**Consigne A:** Réécrivez sous forme de tableau Markdown, avec les colonnes « Numéro » et « Ligne du listing », la partie du listing qui commence par la ligne contenant « like [(313, 46)]. » et se termine par la ligne contenant « [(284, 257)] », ces deux lignes comprises. Laissez de côté les lignes vides.

**Extrait fourni:**

......

Point de presse de M. Jean-Marc Ayrault, ministre des affaires étrangères et du développement international, sur l'OTAN et sur le conflit syrien, à Bruxelles le 6 décembre 2016.

Prononcé le

Intervenant(s) : 

Circonstance : Réunion des ministres des affaires étrangères de l’OTAN, à Bruxelles (Belgique) le 6 décembre 2016

Texte intégral


Je viens participer à cette réunion de l'OTAN des ministres dans un moment important. Nous sommes dans une période de transition et d'interrogations sûrement puisque nous allons avoir bientôt une nouvelle administration aux États-Unis. Et c'est la dernière réunion de John Kerry, que je vais d'ailleurs rencontrer tout à l'heure, en bilatéral, et il est important de réaffirmer la solidarité et la solidité de l'Alliance atlantique. C'est d'abord le premier point que je développerai lors de cette réunion
Et puis une deuxième chose que je voudrais dire c'est que l'Alliance atlantique, ce sont aussi des valeurs et le rappel de notre attachement à la démocratie. Et l'Alliance atlantique est une organisation qui a aussi pour but de protéger nos pays face aux nouveaux périls, aux nouvelles menaces qu'elles soient à l'est et au sud. Mais, en même temps, nous avons été actifs ces derniers mois et cela a été d'ailleurs l'enjeu du sommet de Varsovie de répondre à ces menaces. Par exemple, ce que nous devons faire en matière de cyber sécurité. Puis, il y a des demandes spécifiques de nos partenaires orientaux que nous avons évidemment prises en compte. La France en particulier va mettre à disposition 300 hommes dans les pays baltes.

......

**Consigne B:** Répétez intégralement le point de presse ci-dessus, s'il vous plaît, sans rien y changer.

**Listing fourni:**
......

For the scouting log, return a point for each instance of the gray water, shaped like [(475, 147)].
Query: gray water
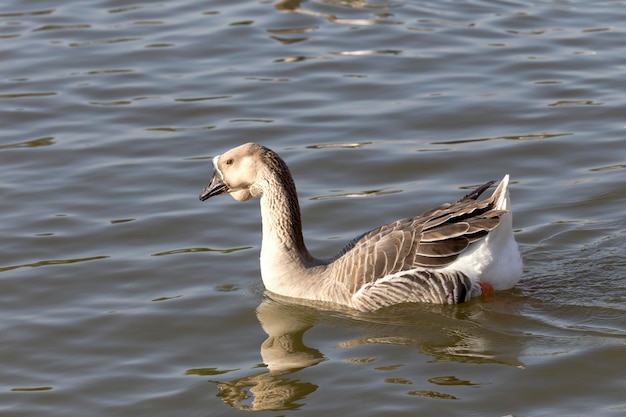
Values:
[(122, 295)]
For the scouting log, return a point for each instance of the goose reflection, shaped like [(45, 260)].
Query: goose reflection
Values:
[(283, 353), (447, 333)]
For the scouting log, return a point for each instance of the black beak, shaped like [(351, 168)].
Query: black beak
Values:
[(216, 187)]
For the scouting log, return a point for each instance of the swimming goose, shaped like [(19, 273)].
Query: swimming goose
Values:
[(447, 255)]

......

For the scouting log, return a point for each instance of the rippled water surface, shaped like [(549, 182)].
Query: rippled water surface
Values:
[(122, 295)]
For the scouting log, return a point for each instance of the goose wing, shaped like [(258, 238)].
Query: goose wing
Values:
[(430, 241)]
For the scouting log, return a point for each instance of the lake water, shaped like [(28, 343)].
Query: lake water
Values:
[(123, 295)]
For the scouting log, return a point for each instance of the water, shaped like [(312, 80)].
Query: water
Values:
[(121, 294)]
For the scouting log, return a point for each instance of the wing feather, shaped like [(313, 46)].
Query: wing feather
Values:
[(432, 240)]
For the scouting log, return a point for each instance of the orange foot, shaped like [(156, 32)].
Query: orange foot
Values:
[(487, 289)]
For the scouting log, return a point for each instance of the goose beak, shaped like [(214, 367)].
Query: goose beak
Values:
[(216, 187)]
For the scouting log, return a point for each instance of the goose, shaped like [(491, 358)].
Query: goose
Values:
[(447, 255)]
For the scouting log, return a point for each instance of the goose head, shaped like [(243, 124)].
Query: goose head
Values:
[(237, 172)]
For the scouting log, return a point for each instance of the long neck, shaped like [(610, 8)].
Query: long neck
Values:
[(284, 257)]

......

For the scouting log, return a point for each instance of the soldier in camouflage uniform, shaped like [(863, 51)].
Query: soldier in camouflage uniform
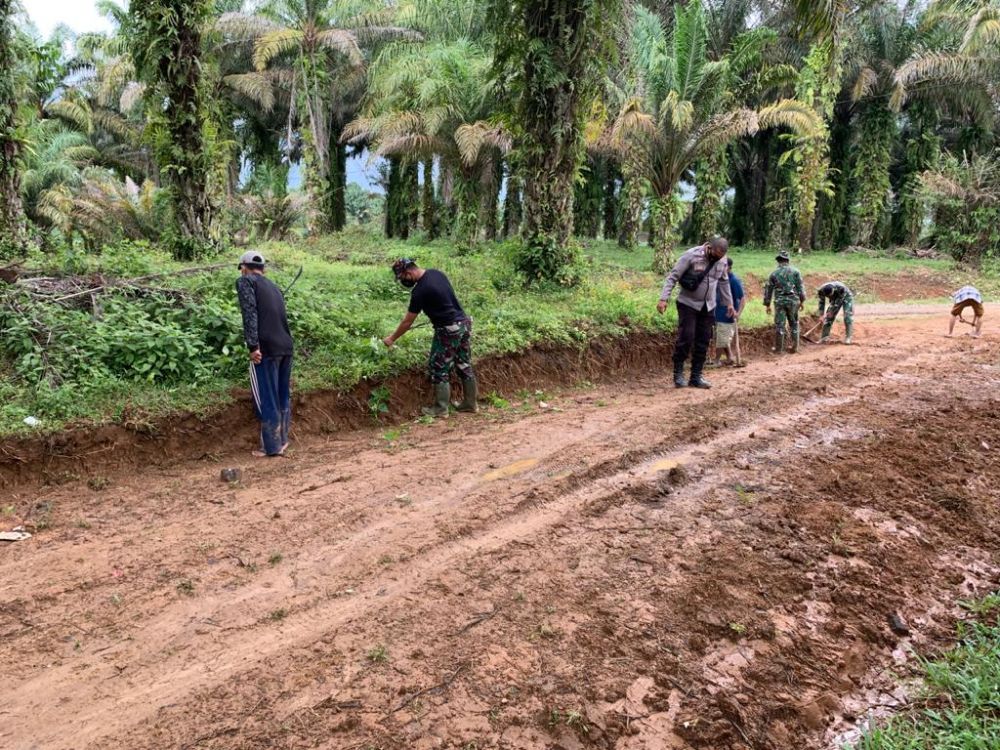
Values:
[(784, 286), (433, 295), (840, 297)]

......

**Réponse attendue A:**
| Numéro | Ligne du listing |
|---|---|
| 1 | For the scouting log, return a point for each instance of the wing feather, shaped like [(313, 46)]. |
| 2 | Query: wing feather |
| 3 | Values: |
| 4 | [(432, 240)] |
| 5 | For the scouting log, return a point for each instance of the orange foot, shaped like [(156, 32)]. |
| 6 | Query: orange foot |
| 7 | Values: |
| 8 | [(487, 289)] |
| 9 | For the scouting log, return a point for each instance of the goose beak, shaped like [(214, 367)]. |
| 10 | Query: goose beak |
| 11 | Values: |
| 12 | [(216, 187)] |
| 13 | For the scouting log, return a point for each instance of the goose, shaped like [(491, 358)]. |
| 14 | Query: goose |
| 15 | Values: |
| 16 | [(447, 255)] |
| 17 | For the scouting log, return a point for each instance of the goose head, shaped like [(243, 124)]. |
| 18 | Query: goose head |
| 19 | Values: |
| 20 | [(237, 172)] |
| 21 | For the scouting log, return a point for each instance of the long neck, shaped like [(610, 8)]. |
| 22 | Query: long neck |
| 23 | Values: |
| 24 | [(284, 257)] |

**Réponse attendue B:**
Point de presse de M. Jean-Marc Ayrault, ministre des affaires étrangères et du développement international, sur l'OTAN et sur le conflit syrien, à Bruxelles le 6 décembre 2016.

Prononcé le

Intervenant(s) : 

Circonstance : Réunion des ministres des affaires étrangères de l’OTAN, à Bruxelles (Belgique) le 6 décembre 2016

Texte intégral


Je viens participer à cette réunion de l'OTAN des ministres dans un moment important. Nous sommes dans une période de transition et d'interrogations sûrement puisque nous allons avoir bientôt une nouvelle administration aux États-Unis. Et c'est la dernière réunion de John Kerry, que je vais d'ailleurs rencontrer tout à l'heure, en bilatéral, et il est important de réaffirmer la solidarité et la solidité de l'Alliance atlantique. C'est d'abord le premier point que je développerai lors de cette réunion
Et puis une deuxième chose que je voudrais dire c'est que l'Alliance atlantique, ce sont aussi des valeurs et le rappel de notre attachement à la démocratie. Et l'Alliance atlantique est une organisation qui a aussi pour but de protéger nos pays face aux nouveaux périls, aux nouvelles menaces qu'elles soient à l'est et au sud. Mais, en même temps, nous avons été actifs ces derniers mois et cela a été d'ailleurs l'enjeu du sommet de Varsovie de répondre à ces menaces. Par exemple, ce que nous devons faire en matière de cyber sécurité. Puis, il y a des demandes spécifiques de nos partenaires orientaux que nous avons évidemment prises en compte. La France en particulier va mettre à disposition 300 hommes dans les pays baltes.